| What is expected |
Gather every line in the records below that contains the word "blurred".

Material for this task below:

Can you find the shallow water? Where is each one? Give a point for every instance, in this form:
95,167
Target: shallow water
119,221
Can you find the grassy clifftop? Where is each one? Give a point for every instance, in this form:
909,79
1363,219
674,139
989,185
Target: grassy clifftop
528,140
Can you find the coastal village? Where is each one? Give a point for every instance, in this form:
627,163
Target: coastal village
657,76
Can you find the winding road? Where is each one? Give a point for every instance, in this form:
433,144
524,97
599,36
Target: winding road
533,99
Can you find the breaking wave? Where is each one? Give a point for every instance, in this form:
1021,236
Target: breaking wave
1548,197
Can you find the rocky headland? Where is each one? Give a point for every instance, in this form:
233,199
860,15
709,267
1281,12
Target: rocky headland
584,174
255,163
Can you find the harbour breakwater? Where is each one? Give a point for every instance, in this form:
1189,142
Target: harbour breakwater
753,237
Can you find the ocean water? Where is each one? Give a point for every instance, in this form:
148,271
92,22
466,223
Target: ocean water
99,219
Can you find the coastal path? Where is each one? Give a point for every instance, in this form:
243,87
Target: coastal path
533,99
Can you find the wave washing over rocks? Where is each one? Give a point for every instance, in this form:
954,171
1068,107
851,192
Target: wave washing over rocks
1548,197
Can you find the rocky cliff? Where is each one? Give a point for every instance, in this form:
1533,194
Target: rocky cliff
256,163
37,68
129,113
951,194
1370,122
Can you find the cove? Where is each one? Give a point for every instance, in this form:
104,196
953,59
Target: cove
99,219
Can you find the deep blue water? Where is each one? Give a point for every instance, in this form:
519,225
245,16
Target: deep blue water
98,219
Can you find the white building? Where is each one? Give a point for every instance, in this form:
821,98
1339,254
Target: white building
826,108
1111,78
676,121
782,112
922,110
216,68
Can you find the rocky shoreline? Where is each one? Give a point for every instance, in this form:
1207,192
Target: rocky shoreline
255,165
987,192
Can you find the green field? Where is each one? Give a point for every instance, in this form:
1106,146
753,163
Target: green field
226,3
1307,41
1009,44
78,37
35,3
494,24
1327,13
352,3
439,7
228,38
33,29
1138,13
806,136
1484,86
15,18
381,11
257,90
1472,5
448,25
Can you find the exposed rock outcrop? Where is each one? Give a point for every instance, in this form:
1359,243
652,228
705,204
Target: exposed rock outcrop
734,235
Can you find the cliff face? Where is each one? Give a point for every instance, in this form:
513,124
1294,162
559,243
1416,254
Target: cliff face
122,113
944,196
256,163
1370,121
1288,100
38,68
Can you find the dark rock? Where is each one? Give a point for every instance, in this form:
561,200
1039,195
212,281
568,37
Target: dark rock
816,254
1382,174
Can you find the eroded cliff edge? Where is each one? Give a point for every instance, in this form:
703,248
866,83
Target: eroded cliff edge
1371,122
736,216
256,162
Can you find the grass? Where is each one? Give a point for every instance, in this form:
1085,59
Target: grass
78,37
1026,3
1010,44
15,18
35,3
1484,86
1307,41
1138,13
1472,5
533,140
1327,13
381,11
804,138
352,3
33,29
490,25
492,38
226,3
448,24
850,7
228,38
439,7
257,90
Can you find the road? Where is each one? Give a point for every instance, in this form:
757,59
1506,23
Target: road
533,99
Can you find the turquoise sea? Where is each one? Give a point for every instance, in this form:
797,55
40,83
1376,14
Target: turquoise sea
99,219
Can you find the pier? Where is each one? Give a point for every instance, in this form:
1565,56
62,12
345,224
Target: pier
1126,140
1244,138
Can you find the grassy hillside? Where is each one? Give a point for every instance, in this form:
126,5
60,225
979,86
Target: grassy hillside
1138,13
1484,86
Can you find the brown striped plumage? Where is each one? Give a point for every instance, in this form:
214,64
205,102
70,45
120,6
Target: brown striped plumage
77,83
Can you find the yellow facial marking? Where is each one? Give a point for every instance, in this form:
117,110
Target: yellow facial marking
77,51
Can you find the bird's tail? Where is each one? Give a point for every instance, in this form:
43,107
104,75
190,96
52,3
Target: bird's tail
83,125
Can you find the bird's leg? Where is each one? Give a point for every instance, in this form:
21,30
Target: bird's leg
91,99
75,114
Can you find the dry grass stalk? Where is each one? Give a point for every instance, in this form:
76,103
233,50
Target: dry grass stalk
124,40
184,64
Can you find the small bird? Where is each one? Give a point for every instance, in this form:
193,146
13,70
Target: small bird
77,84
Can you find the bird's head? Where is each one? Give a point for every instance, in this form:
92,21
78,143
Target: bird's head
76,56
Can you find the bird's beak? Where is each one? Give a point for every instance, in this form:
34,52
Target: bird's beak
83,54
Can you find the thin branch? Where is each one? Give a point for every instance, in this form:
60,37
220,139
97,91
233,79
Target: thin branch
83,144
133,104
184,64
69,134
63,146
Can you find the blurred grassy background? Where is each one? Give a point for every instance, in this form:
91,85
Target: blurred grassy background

End of Material for this task.

| Answer space |
Can you find the blurred grassy background? Where is each one? Give a point for every instance, in this form:
Target: blurred grassy background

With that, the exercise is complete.